• Requirement: Filter the records below for the word "terrace". Copy each line that holds it.

· · · ·

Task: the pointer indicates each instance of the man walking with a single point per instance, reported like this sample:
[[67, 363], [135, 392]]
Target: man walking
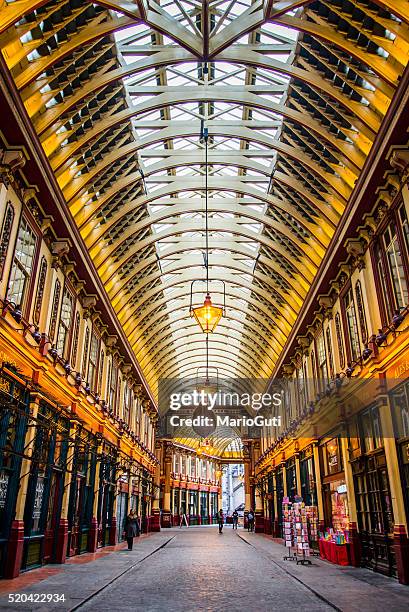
[[250, 520], [220, 520]]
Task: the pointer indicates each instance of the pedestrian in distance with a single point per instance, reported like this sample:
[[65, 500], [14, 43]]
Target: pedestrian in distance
[[250, 520], [220, 520], [131, 528]]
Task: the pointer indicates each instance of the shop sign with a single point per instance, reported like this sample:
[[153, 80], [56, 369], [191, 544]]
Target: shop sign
[[401, 370], [38, 498], [4, 480]]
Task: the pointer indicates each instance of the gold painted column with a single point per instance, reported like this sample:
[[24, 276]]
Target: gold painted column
[[15, 544], [155, 526], [94, 527], [220, 492], [167, 469], [400, 531], [247, 493], [66, 479], [113, 535], [318, 485], [355, 545], [298, 473]]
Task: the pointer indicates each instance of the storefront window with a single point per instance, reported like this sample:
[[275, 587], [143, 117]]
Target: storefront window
[[64, 326], [93, 362], [390, 253], [5, 235], [340, 341], [395, 266], [332, 456], [400, 407], [339, 505], [291, 479], [372, 495], [308, 487], [370, 427], [322, 359]]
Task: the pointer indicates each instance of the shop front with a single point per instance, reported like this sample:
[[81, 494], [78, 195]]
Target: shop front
[[122, 507], [193, 506], [106, 495], [279, 524], [213, 506], [81, 498], [307, 477], [291, 477], [270, 508], [14, 407], [372, 492], [400, 412], [45, 487], [175, 505], [204, 507], [334, 489]]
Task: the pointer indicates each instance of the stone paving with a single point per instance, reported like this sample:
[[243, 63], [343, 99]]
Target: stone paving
[[197, 569]]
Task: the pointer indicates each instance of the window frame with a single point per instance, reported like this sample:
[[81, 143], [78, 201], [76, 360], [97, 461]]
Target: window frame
[[349, 341], [68, 329], [29, 284], [381, 266]]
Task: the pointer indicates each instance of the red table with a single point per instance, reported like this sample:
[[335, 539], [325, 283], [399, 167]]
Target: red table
[[335, 553]]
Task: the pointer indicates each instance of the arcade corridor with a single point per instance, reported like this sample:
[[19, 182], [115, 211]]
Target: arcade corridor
[[204, 304], [189, 570]]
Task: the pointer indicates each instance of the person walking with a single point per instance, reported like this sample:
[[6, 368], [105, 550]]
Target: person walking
[[220, 520], [250, 520], [131, 528]]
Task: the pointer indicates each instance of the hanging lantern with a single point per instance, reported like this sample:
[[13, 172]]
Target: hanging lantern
[[207, 315]]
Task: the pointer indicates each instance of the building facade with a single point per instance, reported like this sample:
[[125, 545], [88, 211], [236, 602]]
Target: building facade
[[343, 445], [190, 485], [77, 433]]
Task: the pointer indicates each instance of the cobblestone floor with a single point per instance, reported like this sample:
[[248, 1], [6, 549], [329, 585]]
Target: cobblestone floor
[[197, 569]]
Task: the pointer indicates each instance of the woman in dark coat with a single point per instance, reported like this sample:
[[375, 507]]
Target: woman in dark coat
[[131, 529]]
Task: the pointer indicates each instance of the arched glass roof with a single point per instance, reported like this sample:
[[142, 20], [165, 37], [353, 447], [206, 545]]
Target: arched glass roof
[[293, 94]]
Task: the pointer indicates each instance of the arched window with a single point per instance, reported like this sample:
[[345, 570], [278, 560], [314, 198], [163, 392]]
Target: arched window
[[5, 236], [54, 310], [40, 291], [75, 339], [340, 341], [361, 312], [330, 355]]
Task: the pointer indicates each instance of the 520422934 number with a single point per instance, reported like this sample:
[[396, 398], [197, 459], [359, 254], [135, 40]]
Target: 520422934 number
[[36, 597]]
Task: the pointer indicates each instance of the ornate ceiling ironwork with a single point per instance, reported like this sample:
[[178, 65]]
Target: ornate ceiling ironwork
[[293, 93]]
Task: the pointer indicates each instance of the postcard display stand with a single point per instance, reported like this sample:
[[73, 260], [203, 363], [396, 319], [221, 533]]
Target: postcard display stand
[[300, 528]]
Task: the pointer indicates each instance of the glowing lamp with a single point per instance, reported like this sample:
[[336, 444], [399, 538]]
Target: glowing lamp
[[207, 315]]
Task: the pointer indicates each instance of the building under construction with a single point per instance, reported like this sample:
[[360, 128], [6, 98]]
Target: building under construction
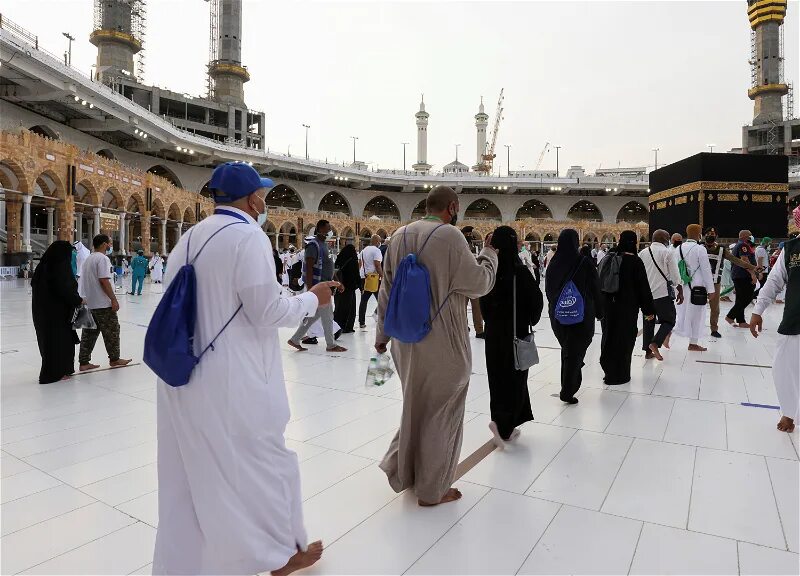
[[119, 33], [775, 129]]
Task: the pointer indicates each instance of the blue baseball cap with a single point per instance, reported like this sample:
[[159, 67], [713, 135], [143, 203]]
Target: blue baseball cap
[[234, 180]]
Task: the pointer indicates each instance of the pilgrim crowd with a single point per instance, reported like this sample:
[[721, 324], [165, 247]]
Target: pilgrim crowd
[[229, 488]]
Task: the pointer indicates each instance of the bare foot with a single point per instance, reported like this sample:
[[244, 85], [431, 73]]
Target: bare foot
[[302, 559], [497, 440], [450, 496], [786, 424], [655, 352], [299, 348]]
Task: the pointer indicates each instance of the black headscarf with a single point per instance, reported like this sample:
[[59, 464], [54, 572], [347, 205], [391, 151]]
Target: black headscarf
[[563, 263], [56, 260], [504, 238], [347, 253], [627, 242]]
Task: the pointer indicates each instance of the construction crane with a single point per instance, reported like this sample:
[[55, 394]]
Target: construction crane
[[541, 156], [489, 156]]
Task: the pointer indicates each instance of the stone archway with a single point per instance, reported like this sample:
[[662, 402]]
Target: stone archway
[[585, 210], [633, 212], [283, 196], [534, 209], [335, 203], [381, 207], [166, 173], [483, 209]]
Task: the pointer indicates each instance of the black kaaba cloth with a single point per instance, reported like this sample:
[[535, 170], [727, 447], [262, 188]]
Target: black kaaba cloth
[[728, 191]]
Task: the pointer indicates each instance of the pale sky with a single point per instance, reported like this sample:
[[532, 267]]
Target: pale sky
[[607, 81]]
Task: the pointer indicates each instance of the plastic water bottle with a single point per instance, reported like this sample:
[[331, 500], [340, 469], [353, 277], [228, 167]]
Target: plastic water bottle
[[372, 372]]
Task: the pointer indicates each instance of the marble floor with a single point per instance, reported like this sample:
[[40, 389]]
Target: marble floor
[[674, 473]]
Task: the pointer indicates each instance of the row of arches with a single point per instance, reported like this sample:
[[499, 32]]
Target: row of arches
[[383, 208]]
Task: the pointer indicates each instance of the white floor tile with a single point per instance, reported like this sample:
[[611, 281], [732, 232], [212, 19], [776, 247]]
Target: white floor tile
[[663, 550], [594, 412], [25, 484], [390, 541], [118, 553], [758, 560], [478, 545], [584, 542], [643, 417], [32, 546], [732, 497], [785, 481], [515, 468], [325, 470], [144, 508], [583, 471], [41, 506], [697, 423], [752, 430], [335, 511], [654, 484], [125, 486]]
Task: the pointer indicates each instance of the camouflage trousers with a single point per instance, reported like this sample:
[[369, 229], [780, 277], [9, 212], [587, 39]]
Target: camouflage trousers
[[108, 325]]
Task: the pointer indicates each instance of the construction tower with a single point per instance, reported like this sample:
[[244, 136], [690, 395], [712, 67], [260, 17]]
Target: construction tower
[[226, 75], [119, 27]]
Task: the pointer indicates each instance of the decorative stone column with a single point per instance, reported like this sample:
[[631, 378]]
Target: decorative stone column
[[97, 210], [122, 235], [50, 210], [26, 223]]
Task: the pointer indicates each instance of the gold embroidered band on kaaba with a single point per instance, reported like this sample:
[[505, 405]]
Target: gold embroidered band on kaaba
[[706, 185]]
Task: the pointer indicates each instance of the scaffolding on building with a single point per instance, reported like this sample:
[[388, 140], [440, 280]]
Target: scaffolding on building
[[213, 46]]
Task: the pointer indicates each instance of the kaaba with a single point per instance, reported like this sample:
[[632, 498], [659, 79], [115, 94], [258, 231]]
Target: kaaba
[[730, 192]]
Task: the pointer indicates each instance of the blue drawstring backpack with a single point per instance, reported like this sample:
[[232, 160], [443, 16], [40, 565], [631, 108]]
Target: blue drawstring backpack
[[169, 343], [408, 314], [569, 307]]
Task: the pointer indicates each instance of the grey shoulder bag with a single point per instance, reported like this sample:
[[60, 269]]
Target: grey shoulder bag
[[525, 352]]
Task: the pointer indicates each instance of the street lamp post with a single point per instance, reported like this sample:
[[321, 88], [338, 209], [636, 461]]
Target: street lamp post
[[68, 59], [557, 149], [306, 126]]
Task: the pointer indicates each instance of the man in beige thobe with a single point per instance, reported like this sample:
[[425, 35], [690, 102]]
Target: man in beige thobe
[[435, 371]]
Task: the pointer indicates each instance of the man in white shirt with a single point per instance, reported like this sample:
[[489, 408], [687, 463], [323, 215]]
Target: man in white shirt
[[98, 293], [662, 271], [229, 496], [786, 366], [371, 259], [692, 317]]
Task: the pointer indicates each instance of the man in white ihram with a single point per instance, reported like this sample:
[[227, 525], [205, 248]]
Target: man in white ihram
[[229, 497], [692, 317]]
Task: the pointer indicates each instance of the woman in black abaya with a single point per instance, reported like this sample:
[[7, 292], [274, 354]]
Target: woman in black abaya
[[344, 312], [510, 403], [622, 312], [55, 297], [574, 339]]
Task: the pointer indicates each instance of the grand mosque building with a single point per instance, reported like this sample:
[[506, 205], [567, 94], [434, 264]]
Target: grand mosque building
[[82, 154]]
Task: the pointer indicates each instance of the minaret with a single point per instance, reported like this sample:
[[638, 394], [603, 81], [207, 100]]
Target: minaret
[[766, 18], [422, 139], [481, 122], [225, 68], [118, 28]]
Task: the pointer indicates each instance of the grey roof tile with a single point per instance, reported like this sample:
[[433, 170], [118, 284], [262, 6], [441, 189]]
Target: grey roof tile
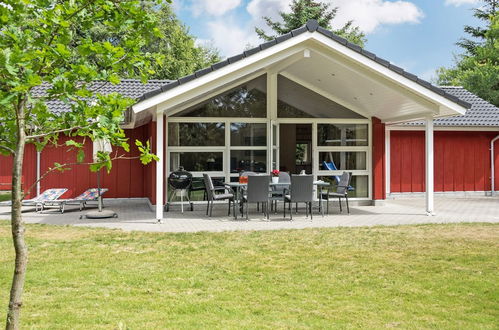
[[481, 113], [311, 26], [131, 88]]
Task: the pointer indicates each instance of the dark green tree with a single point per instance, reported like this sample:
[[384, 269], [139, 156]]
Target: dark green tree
[[181, 55], [477, 69], [304, 10], [42, 44]]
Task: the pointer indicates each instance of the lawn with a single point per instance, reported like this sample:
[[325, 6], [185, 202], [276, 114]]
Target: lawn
[[429, 276]]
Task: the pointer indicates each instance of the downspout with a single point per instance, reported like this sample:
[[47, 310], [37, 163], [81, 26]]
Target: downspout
[[38, 157], [492, 166]]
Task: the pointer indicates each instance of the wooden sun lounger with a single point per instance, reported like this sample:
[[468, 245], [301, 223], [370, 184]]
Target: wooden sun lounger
[[88, 195]]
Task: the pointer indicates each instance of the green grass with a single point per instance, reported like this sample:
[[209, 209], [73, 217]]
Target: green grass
[[431, 276]]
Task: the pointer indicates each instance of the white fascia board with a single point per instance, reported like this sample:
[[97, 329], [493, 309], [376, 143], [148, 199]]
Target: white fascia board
[[224, 71], [394, 76], [444, 128]]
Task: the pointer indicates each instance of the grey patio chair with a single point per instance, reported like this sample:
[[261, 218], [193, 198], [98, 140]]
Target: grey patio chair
[[228, 194], [341, 191], [279, 191], [300, 191], [258, 192]]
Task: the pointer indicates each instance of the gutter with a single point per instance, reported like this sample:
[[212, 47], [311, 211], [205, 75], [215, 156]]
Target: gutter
[[492, 166]]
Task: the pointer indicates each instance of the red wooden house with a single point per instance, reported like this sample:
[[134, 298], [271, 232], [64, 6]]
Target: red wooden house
[[295, 103]]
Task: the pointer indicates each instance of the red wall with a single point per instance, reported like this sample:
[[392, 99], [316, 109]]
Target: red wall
[[128, 177], [379, 159], [462, 161]]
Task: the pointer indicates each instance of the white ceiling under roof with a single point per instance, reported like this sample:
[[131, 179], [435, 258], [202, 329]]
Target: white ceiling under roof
[[358, 89], [328, 68]]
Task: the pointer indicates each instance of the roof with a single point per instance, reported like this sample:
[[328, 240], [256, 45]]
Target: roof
[[311, 27], [132, 88], [481, 113]]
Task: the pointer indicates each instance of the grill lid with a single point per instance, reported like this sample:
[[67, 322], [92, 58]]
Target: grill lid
[[180, 179]]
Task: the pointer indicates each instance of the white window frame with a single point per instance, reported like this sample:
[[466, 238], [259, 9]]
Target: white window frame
[[271, 119]]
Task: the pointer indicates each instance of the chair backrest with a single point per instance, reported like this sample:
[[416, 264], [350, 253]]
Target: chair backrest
[[50, 194], [302, 188], [344, 183], [331, 166], [284, 177], [209, 186], [247, 173], [258, 188]]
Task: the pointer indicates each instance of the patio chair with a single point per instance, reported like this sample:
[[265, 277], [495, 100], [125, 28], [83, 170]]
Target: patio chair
[[228, 194], [257, 192], [278, 192], [341, 191], [300, 191], [88, 195], [331, 166], [47, 195]]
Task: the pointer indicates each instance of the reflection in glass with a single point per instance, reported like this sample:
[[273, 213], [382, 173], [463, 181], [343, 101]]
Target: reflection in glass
[[196, 134], [247, 100], [246, 134], [359, 185], [344, 160], [342, 135], [248, 160], [197, 161]]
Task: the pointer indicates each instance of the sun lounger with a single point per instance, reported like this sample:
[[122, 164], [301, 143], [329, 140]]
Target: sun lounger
[[88, 195], [48, 195]]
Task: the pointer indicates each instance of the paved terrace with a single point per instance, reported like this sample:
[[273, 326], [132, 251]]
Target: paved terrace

· · · ·

• Exercise result:
Task: the pointer indicates each instance of the paved terrace with a single point per instance, reported like this sample:
Target: paved terrace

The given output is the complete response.